● **What the task requires**
Rewrite the listing from its start through the line containing "M 179 102 L", both included, keeping every line as it stands except that you add -106 to each coordinate in the answer outlines. Leave the numbers in the requests and format samples unchanged.
____ Records for this task
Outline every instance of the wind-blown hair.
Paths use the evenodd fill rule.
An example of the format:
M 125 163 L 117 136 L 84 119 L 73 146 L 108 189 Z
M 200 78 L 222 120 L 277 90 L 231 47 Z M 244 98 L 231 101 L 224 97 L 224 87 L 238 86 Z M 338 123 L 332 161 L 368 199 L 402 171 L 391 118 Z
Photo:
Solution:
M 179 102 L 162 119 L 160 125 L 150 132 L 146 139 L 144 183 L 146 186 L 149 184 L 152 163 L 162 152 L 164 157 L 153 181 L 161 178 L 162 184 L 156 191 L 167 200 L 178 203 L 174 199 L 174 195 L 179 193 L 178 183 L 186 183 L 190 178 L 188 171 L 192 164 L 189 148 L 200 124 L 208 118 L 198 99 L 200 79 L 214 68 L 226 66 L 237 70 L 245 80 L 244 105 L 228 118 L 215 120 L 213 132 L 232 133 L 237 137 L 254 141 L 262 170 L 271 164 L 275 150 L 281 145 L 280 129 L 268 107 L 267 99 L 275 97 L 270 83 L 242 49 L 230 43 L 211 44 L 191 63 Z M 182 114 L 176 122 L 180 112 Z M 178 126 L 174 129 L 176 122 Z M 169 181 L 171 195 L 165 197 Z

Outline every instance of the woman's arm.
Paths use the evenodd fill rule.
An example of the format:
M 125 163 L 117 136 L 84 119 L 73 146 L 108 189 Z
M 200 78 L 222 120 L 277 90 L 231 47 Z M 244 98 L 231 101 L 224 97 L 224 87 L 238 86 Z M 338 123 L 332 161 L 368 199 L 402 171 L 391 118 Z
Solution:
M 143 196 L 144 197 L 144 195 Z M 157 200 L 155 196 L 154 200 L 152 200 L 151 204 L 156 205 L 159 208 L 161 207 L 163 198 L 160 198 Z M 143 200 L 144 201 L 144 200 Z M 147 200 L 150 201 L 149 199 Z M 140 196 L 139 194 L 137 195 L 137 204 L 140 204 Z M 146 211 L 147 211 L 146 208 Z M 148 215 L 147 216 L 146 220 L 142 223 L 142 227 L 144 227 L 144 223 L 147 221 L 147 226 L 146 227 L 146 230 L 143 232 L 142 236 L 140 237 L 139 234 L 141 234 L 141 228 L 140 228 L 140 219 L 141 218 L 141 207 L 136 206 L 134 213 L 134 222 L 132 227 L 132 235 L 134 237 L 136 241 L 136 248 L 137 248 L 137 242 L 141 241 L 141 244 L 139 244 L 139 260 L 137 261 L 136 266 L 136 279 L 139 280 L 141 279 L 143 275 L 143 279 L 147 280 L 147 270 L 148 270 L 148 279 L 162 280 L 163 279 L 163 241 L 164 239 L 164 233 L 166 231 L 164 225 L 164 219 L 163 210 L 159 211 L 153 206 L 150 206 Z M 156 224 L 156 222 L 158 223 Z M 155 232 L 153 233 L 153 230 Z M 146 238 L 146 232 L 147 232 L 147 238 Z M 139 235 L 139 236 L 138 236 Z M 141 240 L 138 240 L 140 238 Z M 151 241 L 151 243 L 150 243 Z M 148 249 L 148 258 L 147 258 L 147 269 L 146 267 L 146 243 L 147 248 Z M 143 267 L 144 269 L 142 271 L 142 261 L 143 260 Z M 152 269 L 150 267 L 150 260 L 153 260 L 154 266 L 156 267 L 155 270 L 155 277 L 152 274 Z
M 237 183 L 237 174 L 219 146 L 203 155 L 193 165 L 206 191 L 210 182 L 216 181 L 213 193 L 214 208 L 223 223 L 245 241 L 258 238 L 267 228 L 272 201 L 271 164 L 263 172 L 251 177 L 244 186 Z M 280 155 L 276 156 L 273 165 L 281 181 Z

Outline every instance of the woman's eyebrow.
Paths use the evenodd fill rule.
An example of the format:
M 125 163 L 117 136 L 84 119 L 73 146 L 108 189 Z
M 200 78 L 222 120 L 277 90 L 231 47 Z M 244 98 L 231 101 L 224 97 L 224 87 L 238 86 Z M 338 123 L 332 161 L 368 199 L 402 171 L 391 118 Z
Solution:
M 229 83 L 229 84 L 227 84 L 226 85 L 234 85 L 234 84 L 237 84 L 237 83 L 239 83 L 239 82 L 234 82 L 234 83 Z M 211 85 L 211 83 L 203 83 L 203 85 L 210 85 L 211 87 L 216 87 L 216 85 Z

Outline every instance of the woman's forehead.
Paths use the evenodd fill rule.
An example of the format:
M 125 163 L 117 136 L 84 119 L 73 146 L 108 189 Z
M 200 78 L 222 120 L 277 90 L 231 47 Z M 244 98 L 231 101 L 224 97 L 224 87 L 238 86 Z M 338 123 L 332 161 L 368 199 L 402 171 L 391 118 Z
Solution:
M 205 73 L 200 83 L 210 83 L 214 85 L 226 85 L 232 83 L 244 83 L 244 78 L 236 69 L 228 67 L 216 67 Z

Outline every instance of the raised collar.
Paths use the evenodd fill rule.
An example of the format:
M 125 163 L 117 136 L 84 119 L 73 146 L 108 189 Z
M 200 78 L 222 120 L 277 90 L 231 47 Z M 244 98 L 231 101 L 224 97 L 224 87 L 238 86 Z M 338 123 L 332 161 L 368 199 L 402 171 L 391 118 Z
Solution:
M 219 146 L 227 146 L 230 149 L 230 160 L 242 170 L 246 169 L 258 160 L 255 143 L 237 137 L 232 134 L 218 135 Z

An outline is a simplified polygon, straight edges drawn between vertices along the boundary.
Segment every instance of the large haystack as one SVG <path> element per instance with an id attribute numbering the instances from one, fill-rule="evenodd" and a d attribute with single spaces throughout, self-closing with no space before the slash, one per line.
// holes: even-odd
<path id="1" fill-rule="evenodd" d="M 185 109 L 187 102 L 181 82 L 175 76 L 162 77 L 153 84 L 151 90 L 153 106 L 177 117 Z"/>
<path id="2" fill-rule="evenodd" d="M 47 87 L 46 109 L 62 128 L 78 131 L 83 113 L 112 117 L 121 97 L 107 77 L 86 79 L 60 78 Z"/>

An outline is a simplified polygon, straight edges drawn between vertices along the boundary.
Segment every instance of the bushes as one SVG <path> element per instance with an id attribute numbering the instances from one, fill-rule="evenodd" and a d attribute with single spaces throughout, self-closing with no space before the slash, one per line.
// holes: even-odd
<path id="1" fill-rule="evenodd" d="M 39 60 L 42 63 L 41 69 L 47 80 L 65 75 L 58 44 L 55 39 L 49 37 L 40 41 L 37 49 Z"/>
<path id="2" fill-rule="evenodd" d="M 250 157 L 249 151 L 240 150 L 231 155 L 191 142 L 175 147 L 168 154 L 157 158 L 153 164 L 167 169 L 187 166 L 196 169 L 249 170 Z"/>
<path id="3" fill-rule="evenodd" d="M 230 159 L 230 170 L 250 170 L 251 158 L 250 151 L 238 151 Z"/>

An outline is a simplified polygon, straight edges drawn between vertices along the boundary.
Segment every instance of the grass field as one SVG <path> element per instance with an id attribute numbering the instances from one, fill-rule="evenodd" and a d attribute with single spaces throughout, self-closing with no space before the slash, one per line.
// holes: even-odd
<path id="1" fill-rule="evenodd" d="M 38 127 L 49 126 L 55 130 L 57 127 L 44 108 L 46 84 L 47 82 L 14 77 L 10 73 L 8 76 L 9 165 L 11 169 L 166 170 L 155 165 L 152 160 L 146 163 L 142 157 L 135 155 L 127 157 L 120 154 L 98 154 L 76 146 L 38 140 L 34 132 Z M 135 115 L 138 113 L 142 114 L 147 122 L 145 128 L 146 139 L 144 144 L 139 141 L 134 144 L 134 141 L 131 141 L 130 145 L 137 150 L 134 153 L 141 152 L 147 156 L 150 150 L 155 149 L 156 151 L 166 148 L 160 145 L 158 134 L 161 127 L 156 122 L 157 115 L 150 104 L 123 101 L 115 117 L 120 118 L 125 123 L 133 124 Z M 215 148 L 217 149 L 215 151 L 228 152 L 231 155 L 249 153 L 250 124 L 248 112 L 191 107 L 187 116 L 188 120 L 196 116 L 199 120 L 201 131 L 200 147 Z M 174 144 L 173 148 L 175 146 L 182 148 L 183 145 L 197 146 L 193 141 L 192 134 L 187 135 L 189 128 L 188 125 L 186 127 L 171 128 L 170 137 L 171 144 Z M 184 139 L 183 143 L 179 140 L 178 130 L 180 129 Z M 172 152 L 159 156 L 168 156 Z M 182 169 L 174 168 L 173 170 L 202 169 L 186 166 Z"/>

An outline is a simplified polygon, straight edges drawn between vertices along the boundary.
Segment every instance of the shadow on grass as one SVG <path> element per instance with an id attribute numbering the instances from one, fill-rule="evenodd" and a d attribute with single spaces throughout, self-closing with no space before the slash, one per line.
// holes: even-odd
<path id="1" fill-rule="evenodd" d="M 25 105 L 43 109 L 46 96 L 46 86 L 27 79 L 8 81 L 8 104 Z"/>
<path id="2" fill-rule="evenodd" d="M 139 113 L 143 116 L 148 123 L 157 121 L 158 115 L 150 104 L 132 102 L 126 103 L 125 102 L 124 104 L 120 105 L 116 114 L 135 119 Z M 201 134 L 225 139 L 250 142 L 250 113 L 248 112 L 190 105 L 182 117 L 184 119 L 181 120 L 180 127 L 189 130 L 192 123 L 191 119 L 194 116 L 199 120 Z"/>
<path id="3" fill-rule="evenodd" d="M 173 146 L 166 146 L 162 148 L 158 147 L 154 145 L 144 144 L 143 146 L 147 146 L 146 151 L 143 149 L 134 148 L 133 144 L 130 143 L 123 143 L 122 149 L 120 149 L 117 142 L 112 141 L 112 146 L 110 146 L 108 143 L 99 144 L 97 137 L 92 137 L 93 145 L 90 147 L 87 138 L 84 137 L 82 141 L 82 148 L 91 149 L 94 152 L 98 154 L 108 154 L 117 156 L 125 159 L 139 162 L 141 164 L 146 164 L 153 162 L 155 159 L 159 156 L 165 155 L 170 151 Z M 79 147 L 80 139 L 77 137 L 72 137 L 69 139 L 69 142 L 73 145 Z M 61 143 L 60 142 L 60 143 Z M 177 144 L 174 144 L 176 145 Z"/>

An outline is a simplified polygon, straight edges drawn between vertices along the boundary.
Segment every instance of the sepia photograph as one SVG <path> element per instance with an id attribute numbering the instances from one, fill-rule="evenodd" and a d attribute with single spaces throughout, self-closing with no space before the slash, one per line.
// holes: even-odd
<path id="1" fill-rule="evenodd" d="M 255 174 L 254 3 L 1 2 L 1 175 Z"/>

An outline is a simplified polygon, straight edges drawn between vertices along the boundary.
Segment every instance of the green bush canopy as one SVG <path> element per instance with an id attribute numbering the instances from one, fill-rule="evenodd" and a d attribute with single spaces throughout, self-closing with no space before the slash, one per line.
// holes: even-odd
________
● **Worked solution**
Outline every instance of the wind-blown hair.
Paths use the evenodd fill rule.
An example of the format:
M 125 163 L 117 136 L 84 119 L 73 146 L 108 189 Z
M 200 78 L 222 120 L 277 90 L 231 47 Z M 244 98 L 231 101 L 224 97 L 224 87 L 238 86 Z M 338 123 L 332 161 L 368 199 L 402 171 L 391 118 Z
Photo:
Solution:
M 73 -4 L 56 13 L 54 19 L 44 26 L 40 33 L 38 77 L 40 80 L 43 78 L 46 57 L 56 46 L 58 51 L 47 75 L 55 72 L 56 78 L 50 85 L 61 94 L 72 97 L 68 93 L 68 89 L 73 87 L 72 77 L 80 77 L 84 72 L 82 65 L 86 58 L 83 42 L 94 18 L 102 12 L 92 -7 L 94 -27 L 108 -38 L 120 -40 L 131 -36 L 139 -26 L 138 -1 L 122 12 L 109 14 L 107 26 L 126 27 L 131 31 L 148 35 L 156 64 L 165 58 L 169 44 L 175 39 L 174 23 L 162 1 L 161 -7 L 169 -9 L 164 -23 L 136 -57 L 124 -63 L 105 -62 L 85 -43 Z M 76 8 L 70 16 L 74 6 Z M 72 20 L 68 23 L 70 16 Z M 63 75 L 65 89 L 59 91 Z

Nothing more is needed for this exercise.